Available data Start Marker
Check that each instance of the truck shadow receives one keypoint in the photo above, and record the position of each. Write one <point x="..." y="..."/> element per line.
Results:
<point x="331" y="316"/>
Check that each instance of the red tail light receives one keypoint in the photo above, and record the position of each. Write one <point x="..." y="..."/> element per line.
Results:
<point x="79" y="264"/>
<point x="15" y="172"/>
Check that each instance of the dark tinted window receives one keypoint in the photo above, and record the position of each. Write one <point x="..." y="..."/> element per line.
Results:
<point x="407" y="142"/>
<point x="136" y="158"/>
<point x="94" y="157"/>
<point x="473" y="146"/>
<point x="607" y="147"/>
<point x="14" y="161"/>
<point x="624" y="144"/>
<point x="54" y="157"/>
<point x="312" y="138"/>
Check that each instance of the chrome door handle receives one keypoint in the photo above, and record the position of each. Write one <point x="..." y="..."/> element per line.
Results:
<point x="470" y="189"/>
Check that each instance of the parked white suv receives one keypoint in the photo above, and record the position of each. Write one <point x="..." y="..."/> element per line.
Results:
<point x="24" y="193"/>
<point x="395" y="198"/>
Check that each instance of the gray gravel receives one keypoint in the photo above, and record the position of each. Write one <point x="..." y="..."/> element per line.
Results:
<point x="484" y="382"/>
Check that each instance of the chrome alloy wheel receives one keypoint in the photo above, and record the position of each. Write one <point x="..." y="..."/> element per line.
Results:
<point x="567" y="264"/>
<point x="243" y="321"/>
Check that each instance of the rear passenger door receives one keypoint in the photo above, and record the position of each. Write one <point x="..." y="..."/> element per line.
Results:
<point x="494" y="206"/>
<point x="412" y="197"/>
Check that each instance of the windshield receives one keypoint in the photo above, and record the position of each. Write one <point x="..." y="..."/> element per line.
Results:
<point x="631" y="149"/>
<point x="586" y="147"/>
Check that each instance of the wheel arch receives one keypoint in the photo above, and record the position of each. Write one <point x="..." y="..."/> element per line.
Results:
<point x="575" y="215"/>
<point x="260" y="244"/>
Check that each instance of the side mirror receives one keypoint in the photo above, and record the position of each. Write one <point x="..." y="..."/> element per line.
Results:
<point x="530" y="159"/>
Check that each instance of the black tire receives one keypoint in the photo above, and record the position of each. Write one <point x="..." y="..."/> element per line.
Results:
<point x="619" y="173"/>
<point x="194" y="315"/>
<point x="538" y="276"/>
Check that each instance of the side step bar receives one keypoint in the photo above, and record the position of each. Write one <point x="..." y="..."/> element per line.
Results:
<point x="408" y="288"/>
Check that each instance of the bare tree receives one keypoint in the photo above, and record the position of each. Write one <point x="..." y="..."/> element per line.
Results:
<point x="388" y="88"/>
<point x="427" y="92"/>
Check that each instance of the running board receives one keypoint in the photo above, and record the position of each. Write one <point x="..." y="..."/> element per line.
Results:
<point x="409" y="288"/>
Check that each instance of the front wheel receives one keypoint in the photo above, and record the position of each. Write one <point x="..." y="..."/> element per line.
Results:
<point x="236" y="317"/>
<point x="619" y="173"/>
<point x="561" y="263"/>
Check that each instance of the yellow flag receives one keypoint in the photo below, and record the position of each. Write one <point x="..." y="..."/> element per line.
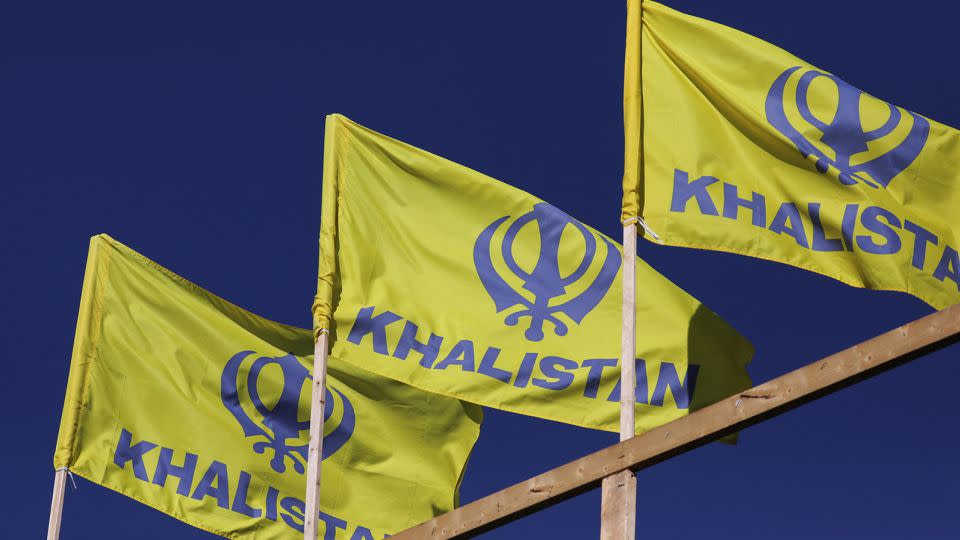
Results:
<point x="735" y="145"/>
<point x="193" y="406"/>
<point x="446" y="279"/>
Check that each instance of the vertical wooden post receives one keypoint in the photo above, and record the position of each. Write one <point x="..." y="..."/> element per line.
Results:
<point x="315" y="450"/>
<point x="619" y="491"/>
<point x="56" y="507"/>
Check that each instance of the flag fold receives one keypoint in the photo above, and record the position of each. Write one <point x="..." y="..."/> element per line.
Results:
<point x="200" y="409"/>
<point x="734" y="144"/>
<point x="448" y="280"/>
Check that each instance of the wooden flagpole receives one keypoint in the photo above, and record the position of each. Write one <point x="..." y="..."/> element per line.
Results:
<point x="737" y="412"/>
<point x="618" y="506"/>
<point x="311" y="513"/>
<point x="56" y="507"/>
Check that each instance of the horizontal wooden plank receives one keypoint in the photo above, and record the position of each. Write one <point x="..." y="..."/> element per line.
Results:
<point x="732" y="414"/>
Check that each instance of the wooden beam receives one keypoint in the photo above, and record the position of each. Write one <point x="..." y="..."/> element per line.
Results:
<point x="56" y="506"/>
<point x="618" y="500"/>
<point x="315" y="447"/>
<point x="730" y="415"/>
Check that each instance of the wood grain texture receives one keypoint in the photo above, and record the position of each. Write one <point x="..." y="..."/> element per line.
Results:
<point x="730" y="415"/>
Available data End Marker
> **Work to be completed**
Lines with "wheel": find them in the data and copy each one.

> **Response**
Check that each instance of the chrome alloy wheel receives one keypoint in the photo above, and record the position of each. Write one <point x="..." y="..."/> element per line.
Check that each instance of the wheel arch receives one keypoint in the photo above, and record the position of each. Write one <point x="..." y="..."/> element per line.
Check that each instance of the front wheel receives one keypoint in the photo above, and record the position of each. Write one <point x="..." y="..."/> element per line.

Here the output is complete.